▶ **GOAL**
Pick up the passage on Arab history below after its last sentence and continue it.

Further information: Islamic Golden Age

Ibn Khaldun's Muqaddima distinguishes between sedentary Muslims who used to be nomadic Arabs and the Bedouin nomadic Arabs of the desert. He used the term "formerly-nomadic" Arabs and refers to sedentary Muslims by the region or city they lived in, as in Egyptians, Spaniards and Yemenis. [20] The Christians of Italy and the Crusaders preferred the term Saracens for all the Arabs and Muslims of that time. [21] The Christians of Iberia used the term Moor to describe all the Arabs and Muslims of that time.[22]

Arabs of Central Asia

Further information: History of Arabs in Afghanistan

Most Arabs of Central Asia are fully assimilated with local populations, and call themselves the same as locals (e.g. Kazakhs, Tajiks, Uzbeks).[23] In order to notice their Arab origin they have a special term: Sayyid, Khoja or Siddiqui.[24]

Banu Hilal in North Africa, 1046AD

The Banu Hilal was an Arabian tribal confederation, organized by the Fatimids. They struck in Libya, reducing the Zenata Berbers (a clan that claimed Yemeni ancestry from pre-Islamic periods) and small coastal towns, and Arabizing the Sanhaja berber confederation. The Banu Hilal eventually Settled modern (Morocco and Algeria) and subdued Arabized the Sanhaja by the time of Ibn Khaldun.

Banu Sulaym in North Africa, 1049AD

The Banu Sulyam is another Bedouin tribal confederation from Nejd which followed through the trials of Banu Hilal and helped them defeat the Zirids in the Battle of Gabis in 1052 AD, and finally took Kairuan in 1057 Ad. The Banu Sulaym mainly settled and completely Arabized Libya.

▶ **INFORMATION SUPPLIED**
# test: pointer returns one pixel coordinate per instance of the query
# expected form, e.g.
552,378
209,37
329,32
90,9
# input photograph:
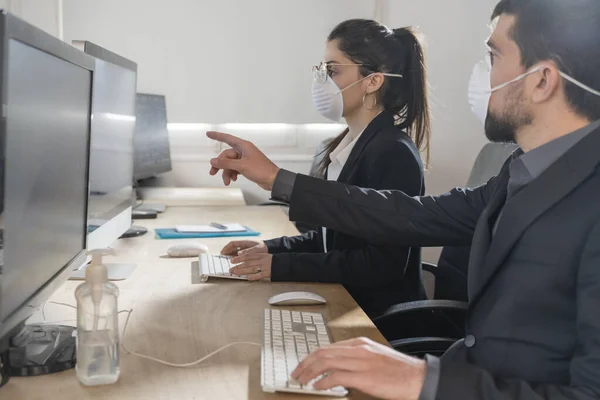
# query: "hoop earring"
374,102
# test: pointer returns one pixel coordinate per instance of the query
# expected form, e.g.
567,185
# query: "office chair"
432,326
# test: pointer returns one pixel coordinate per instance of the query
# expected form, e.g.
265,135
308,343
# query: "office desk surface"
179,322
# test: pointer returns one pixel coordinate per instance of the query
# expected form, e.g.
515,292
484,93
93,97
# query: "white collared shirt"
338,157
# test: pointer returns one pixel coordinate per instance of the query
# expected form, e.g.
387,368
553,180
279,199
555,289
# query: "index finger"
224,138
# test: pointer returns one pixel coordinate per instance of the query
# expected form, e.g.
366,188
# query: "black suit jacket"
534,290
384,157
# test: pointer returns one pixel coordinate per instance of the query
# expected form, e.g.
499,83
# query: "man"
534,275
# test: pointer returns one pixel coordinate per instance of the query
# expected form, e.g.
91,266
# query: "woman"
375,79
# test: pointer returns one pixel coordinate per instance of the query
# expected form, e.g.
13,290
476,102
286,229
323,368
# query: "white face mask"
480,90
328,99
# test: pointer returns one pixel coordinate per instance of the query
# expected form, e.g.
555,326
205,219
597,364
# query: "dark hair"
397,51
566,32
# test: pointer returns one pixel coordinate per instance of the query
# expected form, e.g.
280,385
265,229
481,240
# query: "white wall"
42,13
219,61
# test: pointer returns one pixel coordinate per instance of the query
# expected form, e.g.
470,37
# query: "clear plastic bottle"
97,325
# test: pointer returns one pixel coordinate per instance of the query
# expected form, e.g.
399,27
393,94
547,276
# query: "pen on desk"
218,226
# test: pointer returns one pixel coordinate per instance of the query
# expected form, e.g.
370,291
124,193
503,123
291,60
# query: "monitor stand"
41,350
4,368
134,231
155,207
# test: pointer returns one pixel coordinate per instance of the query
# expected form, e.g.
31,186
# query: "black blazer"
533,322
384,157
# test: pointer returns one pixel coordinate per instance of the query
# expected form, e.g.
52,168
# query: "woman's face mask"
327,96
328,99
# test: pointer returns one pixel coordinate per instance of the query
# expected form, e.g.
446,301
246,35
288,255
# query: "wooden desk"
193,197
176,321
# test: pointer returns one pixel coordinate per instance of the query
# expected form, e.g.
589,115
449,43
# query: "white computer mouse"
296,299
187,250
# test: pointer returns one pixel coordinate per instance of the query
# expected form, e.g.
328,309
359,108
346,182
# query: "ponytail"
412,106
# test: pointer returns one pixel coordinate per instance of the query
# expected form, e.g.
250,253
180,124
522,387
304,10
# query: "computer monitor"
151,139
45,89
111,148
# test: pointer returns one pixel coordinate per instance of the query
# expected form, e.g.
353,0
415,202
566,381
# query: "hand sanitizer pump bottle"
97,325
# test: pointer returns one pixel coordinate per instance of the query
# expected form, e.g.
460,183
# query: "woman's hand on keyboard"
241,247
256,266
363,364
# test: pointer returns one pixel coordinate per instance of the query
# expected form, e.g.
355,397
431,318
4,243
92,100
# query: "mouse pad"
171,233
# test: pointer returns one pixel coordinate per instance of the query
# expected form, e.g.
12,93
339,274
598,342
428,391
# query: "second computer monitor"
151,139
111,152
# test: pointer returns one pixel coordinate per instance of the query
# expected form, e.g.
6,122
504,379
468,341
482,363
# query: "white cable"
129,312
171,364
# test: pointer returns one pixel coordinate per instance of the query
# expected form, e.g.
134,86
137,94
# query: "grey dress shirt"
523,169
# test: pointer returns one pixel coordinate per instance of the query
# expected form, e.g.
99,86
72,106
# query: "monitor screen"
111,151
151,139
46,170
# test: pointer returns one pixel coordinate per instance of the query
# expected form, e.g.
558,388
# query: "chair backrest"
451,272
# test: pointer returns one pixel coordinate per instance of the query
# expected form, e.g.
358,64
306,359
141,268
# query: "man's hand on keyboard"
241,247
365,365
256,266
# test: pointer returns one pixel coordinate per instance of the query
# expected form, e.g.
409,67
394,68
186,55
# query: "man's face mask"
501,128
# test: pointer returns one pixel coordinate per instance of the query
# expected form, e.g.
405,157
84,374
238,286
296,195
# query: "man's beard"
502,128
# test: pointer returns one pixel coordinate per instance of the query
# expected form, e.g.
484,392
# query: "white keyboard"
214,266
289,336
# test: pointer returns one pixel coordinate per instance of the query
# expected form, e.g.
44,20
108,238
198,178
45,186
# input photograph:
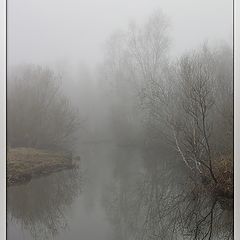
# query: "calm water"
69,204
108,198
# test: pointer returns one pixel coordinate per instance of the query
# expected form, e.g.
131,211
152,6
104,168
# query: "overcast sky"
45,31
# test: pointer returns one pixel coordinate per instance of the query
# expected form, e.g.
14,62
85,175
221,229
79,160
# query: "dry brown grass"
25,163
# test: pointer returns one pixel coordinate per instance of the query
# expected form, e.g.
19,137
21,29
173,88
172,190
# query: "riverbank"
23,164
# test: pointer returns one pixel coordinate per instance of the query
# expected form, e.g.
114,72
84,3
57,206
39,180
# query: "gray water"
69,204
104,199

▶ **OUTPUT**
Banu Kanz Nubia/Sudan, 11th-14th century

A branch of the Rabi'ah tribe settled in north Sudan and slowly Arabized the Makurian kingdom in modern Sudan until 1315 AD when the Banu Kanz inherited the kingdom of Makuria and paved the way for the Arabization of the Sudan, that was completed by the arrival of the Jaalin and Juhayna Arab tribes.

Banu Hassan Mauritania 1644-1674AD

The Banu Maqil is a Yemeni nomadic tribe that settled in Tunisia in the 13th century. The Banu Hassan a Maqil branch moved into the Sanhaja region in whats today the Western Sahara and Mauritania, they fought a thirty years war on the side of the Lamtuna Arabized Berbers who claimed Himyarite ancestry (from the early Islamic invasions) defeating the Sanhaja berbers and Arabizing Mauritania.

Tribal genealogy

Syrian Bedouin with family, 1893
Syrian Bedouin with family, 1893

Medieval Arab genealogists divided Arabs into three groups:

  • "Ancient Arabs", tribes that had vanished or been destroyed, such as 'Ad and Thamud, often mentioned in the Qur'an as examples of God's power to destroy wicked peoples.
  • "Pure Arabs" of South Arabia, descending from Qahtan. The Qahtanites (Qahtanis) are said to have migrated the land of Yemen following the destruction of the Ma'rib Dam (sadd Ma'rib).
  • The "Arabized Arabs" (musta`ribah) of center and North Arabia, descending from Ishmael son of Abraham.

Religions

See also: Arabic-speaking Christians
Christian martyr Saint Abo, the patron saint of Tbilisi.
Christian martyr Saint Abo, the patron saint of Tbilisi.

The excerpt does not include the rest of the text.